**What needs to be done**
Pick out each line of the listing below that contains the string "postcard", matching case exactly, and copy those lines.

**Material to process**
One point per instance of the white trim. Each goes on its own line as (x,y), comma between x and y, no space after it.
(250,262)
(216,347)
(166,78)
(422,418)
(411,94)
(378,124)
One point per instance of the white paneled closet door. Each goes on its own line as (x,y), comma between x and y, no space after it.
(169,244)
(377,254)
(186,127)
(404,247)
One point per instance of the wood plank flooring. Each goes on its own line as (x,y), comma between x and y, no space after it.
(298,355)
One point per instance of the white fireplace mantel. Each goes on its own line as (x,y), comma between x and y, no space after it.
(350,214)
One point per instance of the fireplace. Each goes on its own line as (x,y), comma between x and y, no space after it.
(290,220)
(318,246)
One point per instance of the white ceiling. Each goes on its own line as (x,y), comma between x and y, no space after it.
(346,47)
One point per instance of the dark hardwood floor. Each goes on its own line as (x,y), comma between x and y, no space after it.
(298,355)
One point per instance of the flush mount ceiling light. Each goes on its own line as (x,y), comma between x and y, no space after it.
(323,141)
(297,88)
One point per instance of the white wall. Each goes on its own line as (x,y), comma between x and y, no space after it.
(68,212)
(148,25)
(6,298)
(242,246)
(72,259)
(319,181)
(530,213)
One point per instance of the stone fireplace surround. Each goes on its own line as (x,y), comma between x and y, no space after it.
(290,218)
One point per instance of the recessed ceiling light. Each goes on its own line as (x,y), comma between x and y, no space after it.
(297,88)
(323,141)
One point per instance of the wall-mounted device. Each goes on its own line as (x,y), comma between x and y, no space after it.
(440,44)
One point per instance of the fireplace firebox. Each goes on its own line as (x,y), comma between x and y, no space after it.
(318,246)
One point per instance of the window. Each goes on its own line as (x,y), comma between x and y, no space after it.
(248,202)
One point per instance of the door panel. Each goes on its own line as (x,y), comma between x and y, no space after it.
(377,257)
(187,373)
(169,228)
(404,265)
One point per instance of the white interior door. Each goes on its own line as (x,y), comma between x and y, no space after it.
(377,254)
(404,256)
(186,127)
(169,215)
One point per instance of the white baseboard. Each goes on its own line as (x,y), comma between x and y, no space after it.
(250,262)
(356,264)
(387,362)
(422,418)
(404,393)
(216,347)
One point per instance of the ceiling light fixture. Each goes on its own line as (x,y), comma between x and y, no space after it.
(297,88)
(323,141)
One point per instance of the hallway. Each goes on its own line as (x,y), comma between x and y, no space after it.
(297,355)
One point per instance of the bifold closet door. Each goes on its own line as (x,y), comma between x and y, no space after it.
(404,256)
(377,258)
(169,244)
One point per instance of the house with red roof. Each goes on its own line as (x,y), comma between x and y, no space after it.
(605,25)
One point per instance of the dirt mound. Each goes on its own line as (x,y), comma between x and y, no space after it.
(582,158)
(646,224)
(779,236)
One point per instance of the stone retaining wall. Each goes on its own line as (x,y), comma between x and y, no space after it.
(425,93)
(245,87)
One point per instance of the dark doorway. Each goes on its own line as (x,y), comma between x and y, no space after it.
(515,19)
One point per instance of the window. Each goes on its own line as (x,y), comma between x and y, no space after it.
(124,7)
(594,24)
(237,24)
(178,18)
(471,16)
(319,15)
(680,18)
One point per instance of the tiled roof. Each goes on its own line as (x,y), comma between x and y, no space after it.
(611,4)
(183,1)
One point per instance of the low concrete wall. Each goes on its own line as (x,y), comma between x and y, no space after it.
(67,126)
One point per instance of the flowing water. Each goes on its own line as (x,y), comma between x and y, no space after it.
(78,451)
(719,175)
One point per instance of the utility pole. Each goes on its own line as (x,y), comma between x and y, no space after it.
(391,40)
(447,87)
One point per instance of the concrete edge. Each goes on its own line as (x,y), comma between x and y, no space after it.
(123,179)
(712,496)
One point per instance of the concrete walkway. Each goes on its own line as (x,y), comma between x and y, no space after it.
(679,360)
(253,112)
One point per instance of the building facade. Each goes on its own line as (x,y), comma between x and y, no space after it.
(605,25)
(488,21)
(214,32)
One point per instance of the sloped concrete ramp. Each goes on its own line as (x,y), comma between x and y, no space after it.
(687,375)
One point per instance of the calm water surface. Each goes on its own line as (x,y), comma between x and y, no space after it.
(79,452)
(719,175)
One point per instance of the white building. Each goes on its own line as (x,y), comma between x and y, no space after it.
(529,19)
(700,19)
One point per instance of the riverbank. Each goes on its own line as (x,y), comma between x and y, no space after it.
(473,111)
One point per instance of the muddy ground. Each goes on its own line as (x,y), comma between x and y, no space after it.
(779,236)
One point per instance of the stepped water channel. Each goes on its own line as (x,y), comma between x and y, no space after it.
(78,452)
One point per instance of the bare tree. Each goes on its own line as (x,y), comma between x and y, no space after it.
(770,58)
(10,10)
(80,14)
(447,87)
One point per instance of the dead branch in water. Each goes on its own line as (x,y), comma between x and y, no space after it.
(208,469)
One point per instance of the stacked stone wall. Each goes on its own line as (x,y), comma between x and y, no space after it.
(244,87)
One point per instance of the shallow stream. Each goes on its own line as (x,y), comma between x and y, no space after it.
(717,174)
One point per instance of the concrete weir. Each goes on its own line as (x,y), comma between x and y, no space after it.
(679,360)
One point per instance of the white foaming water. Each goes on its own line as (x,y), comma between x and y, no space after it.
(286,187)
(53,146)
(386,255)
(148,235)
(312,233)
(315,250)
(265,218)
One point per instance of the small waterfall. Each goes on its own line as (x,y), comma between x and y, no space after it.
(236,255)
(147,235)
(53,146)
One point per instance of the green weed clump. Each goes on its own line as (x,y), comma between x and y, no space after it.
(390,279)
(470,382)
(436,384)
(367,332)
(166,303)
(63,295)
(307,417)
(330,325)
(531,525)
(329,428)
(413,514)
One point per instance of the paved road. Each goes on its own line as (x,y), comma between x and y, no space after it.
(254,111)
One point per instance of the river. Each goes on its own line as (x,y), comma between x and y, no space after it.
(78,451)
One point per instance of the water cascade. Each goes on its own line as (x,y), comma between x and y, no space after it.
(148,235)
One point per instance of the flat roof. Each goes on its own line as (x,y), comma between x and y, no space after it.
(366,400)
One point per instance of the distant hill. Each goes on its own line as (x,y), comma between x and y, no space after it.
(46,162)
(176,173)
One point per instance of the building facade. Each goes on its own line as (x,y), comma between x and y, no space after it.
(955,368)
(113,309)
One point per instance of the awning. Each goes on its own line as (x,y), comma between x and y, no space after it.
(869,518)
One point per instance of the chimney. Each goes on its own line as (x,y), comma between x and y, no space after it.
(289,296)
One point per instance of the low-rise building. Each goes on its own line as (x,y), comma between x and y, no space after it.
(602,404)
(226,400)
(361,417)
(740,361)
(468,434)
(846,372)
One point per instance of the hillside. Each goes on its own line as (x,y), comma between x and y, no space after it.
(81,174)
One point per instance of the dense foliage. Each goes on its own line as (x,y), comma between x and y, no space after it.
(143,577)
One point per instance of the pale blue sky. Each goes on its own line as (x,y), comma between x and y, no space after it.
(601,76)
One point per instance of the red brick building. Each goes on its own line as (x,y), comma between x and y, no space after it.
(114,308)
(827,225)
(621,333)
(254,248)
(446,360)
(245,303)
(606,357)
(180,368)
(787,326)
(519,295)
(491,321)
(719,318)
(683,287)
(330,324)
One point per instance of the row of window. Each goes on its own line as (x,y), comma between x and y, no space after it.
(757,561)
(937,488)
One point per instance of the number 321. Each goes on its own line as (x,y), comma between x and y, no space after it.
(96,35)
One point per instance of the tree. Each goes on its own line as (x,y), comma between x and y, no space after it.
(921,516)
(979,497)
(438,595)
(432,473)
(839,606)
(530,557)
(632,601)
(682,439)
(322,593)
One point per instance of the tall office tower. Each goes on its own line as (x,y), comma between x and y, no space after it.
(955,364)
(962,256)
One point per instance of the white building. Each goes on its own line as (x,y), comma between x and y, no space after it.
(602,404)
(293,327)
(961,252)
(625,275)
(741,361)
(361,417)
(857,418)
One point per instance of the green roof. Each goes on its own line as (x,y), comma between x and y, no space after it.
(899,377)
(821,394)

...

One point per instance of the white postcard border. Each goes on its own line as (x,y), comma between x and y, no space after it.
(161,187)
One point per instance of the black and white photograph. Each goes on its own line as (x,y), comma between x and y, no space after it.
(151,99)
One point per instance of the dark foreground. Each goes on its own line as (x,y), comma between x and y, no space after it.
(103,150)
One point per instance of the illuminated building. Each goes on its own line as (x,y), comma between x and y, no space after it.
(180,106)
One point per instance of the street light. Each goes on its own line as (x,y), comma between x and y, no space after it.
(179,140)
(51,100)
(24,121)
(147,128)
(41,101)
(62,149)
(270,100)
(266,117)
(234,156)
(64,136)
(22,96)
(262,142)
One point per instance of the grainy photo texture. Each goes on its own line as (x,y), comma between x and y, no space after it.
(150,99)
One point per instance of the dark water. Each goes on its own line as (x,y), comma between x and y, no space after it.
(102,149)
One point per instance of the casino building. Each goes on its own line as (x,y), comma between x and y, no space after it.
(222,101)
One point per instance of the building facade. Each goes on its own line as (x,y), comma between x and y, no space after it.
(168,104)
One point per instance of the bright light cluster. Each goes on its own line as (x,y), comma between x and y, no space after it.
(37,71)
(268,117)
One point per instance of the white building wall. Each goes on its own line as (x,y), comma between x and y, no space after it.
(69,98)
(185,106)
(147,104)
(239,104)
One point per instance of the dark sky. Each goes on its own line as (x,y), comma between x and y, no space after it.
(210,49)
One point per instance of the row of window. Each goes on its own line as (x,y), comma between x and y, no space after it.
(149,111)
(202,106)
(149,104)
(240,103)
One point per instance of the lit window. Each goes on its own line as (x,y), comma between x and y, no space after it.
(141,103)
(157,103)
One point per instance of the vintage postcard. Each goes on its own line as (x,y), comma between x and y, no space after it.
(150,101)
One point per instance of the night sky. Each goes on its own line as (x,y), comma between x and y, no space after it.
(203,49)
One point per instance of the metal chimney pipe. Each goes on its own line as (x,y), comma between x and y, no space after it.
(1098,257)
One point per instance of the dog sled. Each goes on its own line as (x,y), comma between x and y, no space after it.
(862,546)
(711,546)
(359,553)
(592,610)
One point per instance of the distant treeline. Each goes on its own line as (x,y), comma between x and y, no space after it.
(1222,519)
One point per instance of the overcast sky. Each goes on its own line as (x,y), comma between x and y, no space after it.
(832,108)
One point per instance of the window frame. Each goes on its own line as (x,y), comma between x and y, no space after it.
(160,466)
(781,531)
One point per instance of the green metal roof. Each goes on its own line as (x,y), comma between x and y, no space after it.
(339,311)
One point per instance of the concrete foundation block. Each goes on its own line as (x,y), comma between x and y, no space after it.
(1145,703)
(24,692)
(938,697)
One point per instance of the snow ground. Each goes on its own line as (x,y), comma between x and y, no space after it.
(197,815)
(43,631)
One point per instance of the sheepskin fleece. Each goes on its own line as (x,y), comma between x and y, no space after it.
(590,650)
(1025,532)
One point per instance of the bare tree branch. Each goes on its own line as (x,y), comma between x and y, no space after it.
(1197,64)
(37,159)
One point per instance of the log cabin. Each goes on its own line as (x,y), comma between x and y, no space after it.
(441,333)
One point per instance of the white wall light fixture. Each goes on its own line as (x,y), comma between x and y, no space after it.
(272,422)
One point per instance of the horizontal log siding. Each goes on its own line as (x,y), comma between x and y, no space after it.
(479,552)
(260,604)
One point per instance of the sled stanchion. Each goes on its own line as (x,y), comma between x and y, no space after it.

...

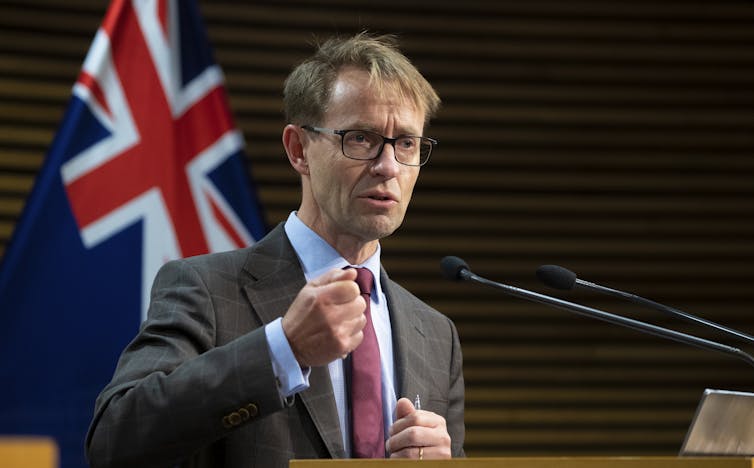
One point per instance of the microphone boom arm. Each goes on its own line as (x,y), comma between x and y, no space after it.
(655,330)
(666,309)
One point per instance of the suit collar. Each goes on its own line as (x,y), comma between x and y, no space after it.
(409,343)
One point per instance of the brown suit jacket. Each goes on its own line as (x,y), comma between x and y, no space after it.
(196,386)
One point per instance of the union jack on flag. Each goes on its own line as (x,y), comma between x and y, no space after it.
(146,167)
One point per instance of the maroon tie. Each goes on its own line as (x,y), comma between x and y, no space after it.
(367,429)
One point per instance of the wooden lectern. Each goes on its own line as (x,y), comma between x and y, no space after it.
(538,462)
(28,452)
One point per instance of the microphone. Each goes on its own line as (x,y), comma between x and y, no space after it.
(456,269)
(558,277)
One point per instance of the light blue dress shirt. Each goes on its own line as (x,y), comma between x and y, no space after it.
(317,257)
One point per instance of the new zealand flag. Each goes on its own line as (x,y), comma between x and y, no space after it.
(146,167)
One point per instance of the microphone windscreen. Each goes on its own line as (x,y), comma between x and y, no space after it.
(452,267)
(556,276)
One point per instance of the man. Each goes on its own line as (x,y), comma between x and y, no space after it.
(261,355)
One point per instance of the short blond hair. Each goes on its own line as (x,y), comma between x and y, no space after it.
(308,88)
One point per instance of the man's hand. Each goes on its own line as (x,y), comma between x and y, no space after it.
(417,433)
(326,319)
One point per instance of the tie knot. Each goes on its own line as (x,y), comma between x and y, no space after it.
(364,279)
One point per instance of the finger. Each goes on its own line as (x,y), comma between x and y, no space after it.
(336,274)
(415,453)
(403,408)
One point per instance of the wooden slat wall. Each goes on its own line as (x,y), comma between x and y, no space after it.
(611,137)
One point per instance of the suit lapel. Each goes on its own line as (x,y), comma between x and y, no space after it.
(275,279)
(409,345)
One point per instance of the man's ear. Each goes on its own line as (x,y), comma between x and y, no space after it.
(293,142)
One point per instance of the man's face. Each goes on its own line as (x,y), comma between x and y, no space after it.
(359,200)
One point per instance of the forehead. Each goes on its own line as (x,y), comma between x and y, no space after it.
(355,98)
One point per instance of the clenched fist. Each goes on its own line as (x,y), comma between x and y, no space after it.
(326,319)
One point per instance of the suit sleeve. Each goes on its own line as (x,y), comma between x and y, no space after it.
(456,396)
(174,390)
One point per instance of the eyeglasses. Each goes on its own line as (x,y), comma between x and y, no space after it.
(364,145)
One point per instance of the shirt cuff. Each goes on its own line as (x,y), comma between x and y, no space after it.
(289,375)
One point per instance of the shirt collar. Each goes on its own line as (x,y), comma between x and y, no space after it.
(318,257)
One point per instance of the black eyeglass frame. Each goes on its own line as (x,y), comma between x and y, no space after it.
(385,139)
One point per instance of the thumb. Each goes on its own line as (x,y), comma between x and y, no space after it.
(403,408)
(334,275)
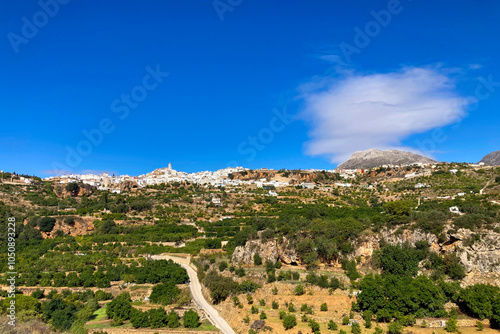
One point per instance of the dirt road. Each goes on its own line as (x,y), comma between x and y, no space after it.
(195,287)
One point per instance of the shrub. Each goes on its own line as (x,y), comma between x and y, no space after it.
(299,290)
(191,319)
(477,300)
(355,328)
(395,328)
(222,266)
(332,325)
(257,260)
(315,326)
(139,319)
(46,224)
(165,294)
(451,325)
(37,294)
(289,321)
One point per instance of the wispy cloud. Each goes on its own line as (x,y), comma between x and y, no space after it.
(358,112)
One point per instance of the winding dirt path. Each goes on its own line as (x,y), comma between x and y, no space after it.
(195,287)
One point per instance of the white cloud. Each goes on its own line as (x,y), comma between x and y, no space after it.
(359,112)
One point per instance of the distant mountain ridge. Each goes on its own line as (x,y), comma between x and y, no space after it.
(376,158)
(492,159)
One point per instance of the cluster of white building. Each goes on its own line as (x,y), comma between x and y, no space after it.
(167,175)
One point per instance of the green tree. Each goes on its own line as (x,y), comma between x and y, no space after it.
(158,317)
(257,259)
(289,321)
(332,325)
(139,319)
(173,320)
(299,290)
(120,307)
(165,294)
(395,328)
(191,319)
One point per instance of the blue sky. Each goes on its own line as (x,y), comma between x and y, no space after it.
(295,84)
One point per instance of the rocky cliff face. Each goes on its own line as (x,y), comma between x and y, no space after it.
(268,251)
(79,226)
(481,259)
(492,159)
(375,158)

**Result for this exercise**
One point per instance of the white postcard border. Each goes on its own line as (x,y), comma between x and y, no space after it.
One point per instance of the vintage postcard. Each goes on its own line as (x,y), comma between x and y, no space after it.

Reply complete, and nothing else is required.